[Source data]
━━━━━━━━━━━━━━━━━━━━━━━━━━━━━━
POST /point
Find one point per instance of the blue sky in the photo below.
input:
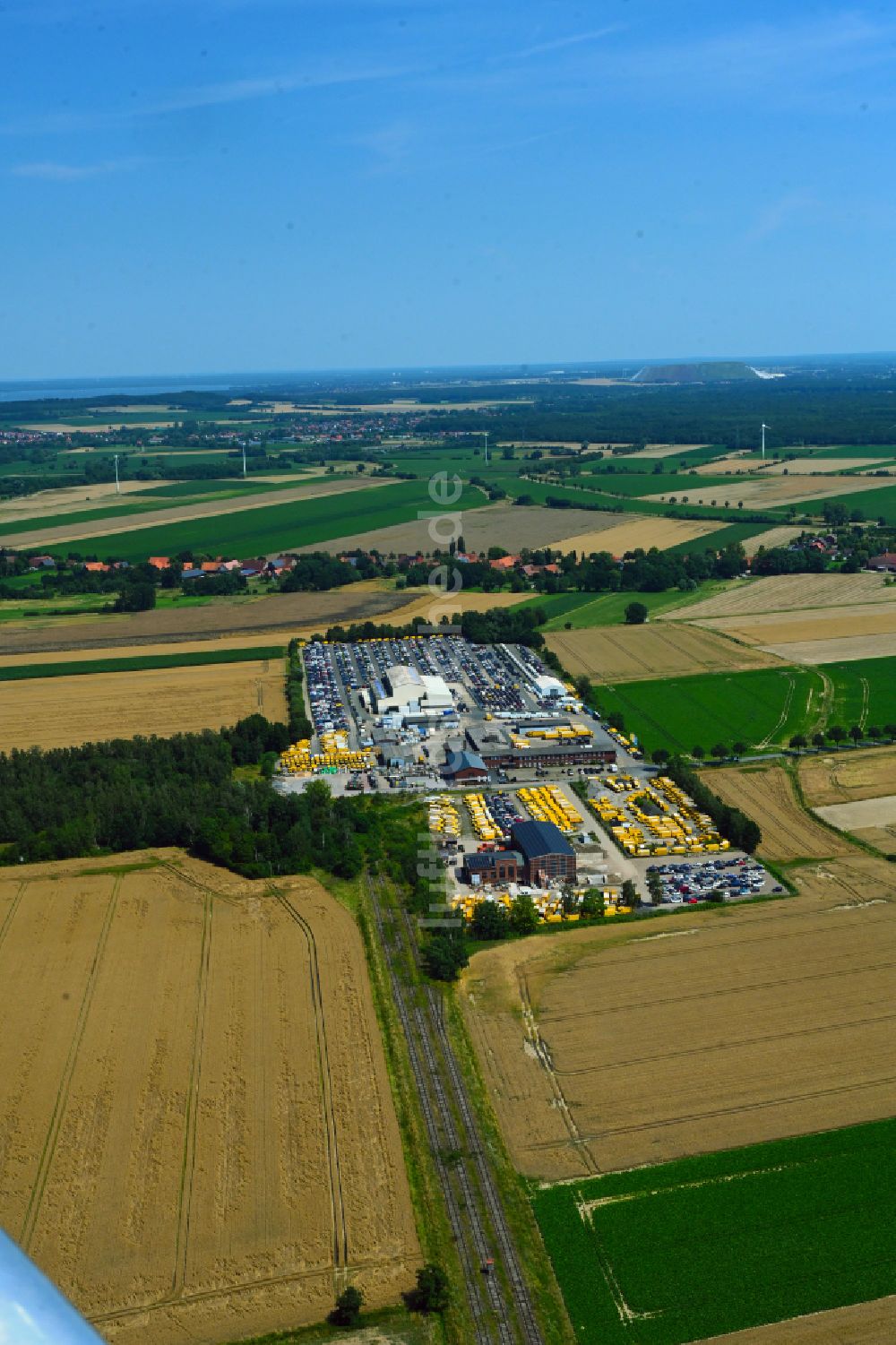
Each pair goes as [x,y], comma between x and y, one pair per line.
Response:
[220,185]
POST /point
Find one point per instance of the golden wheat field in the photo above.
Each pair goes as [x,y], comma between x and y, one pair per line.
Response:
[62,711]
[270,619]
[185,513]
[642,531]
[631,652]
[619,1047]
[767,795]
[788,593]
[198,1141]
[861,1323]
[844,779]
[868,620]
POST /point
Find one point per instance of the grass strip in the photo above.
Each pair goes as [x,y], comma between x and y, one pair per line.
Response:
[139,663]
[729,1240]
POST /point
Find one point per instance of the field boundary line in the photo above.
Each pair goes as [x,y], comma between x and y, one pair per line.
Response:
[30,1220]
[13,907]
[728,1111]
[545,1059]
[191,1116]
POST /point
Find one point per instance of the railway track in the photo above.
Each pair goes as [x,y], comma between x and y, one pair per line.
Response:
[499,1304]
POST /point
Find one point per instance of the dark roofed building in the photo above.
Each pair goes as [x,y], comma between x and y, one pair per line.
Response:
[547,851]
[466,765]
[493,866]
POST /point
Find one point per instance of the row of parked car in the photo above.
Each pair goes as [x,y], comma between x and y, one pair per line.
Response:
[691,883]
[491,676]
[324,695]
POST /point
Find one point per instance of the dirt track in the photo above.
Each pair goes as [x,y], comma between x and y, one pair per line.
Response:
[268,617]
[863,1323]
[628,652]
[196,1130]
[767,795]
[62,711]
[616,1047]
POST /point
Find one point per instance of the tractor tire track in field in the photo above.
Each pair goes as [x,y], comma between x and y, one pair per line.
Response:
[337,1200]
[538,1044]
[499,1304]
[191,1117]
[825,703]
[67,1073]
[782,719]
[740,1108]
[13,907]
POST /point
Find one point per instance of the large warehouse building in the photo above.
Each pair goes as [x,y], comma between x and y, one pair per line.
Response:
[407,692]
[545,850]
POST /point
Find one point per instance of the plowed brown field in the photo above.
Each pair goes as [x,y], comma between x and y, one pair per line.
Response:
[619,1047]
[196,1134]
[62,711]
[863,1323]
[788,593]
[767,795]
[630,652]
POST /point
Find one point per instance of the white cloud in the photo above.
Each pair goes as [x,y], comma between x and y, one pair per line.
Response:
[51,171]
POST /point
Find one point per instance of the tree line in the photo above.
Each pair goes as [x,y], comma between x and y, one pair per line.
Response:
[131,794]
━━━━━━━━━━━━━━━━━━━━━━━━━━━━━━
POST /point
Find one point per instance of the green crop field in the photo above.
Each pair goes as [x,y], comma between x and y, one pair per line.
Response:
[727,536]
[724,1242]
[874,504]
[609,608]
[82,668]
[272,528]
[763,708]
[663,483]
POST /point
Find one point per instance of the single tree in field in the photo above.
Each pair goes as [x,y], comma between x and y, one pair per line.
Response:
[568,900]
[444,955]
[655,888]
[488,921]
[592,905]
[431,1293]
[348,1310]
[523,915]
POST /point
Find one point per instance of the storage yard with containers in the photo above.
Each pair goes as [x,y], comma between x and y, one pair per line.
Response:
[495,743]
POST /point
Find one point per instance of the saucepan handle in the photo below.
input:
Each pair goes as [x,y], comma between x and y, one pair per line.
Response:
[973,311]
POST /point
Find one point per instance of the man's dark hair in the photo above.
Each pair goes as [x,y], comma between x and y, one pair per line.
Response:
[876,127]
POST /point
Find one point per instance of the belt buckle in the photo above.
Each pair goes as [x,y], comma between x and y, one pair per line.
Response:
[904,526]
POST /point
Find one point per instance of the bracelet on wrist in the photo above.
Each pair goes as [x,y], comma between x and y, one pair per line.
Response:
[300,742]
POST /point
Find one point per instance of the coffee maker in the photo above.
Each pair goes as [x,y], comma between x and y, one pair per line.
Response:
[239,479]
━━━━━━━━━━━━━━━━━━━━━━━━━━━━━━
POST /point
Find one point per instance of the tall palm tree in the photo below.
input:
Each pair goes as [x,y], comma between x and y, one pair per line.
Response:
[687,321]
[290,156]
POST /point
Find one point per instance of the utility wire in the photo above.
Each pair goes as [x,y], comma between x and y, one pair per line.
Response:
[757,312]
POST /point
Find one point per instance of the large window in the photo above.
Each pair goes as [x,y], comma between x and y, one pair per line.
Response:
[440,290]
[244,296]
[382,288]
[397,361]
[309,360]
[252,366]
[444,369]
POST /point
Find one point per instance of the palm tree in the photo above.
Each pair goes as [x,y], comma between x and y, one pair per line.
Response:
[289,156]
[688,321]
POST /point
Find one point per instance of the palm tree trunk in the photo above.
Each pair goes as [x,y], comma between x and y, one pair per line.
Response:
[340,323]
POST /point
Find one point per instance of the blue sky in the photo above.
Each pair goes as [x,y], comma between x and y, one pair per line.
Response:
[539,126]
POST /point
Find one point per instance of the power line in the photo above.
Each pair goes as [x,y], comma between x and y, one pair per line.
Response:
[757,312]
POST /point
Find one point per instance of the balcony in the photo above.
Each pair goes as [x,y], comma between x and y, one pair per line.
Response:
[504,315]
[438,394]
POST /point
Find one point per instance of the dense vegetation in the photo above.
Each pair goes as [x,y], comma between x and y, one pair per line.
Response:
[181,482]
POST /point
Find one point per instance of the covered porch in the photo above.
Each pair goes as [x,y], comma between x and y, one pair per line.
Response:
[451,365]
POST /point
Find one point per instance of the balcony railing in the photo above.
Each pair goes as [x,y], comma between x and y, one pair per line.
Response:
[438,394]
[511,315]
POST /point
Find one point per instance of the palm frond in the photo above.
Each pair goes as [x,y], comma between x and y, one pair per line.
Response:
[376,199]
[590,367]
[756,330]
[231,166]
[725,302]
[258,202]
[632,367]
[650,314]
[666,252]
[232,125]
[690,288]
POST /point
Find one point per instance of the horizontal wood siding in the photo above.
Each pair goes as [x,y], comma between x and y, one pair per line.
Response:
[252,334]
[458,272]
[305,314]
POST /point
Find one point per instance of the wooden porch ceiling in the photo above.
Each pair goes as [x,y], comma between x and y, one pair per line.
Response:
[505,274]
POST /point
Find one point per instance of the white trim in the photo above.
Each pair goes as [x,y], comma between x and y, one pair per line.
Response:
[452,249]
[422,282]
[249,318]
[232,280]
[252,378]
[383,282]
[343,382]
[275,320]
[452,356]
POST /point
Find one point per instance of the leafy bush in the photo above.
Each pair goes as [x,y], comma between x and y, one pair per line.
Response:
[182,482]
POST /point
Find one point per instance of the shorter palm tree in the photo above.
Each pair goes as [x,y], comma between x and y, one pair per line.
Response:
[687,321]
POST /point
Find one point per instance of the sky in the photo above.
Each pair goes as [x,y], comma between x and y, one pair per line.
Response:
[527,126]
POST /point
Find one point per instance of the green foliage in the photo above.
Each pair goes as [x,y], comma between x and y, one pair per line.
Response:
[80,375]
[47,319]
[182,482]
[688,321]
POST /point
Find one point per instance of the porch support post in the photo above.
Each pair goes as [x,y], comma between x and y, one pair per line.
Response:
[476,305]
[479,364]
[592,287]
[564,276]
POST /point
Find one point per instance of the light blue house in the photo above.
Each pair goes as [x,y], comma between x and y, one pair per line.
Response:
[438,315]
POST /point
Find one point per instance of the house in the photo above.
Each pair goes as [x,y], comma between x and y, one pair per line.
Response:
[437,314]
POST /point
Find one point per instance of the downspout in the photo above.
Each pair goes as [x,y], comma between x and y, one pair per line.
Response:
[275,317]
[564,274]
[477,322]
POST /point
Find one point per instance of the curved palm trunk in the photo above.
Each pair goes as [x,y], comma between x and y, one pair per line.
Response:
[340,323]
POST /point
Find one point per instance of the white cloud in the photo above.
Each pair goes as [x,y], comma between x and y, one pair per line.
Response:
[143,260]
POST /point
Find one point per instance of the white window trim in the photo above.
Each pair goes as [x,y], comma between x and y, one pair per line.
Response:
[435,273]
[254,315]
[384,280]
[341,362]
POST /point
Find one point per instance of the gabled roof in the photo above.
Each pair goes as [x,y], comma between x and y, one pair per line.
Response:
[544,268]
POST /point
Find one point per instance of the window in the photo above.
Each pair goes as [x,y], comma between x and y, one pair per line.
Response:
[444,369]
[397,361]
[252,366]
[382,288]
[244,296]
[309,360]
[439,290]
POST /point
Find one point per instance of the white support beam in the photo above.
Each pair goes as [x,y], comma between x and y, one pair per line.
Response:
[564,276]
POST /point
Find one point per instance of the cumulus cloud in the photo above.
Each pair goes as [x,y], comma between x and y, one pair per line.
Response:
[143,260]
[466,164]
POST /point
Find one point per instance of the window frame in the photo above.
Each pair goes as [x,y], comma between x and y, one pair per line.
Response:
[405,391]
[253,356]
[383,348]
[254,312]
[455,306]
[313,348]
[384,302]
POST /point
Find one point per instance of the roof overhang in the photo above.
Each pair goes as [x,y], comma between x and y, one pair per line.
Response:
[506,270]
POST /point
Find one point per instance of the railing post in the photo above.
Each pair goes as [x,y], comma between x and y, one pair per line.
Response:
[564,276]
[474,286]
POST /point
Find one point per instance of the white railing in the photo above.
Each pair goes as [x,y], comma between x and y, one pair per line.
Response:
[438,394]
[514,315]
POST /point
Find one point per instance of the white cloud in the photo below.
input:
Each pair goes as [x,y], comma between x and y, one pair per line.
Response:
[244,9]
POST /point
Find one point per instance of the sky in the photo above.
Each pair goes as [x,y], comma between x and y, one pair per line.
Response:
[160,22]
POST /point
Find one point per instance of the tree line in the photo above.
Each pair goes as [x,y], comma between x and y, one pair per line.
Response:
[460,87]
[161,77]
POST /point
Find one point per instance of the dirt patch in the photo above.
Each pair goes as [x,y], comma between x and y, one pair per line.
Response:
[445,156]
━━━━━━━━━━━━━━━━━━━━━━━━━━━━━━
■ EXERCISE INSTRUCTIONS
Extract each line from the source data above that contains the word "palm".

■ RESULT OF THE EXERCISE
Find one point per instance of the tall palm tree in the photo below.
Find one point per instance of the palm tree in the photo above.
Find one point per instance of the palm tree trunk in the photo above.
Find one point per instance of the palm frond in the photo above.
Find one point per instance of the shorter palm tree in the photo above.
Find one point per instance of the curved palm trunk in the photo above.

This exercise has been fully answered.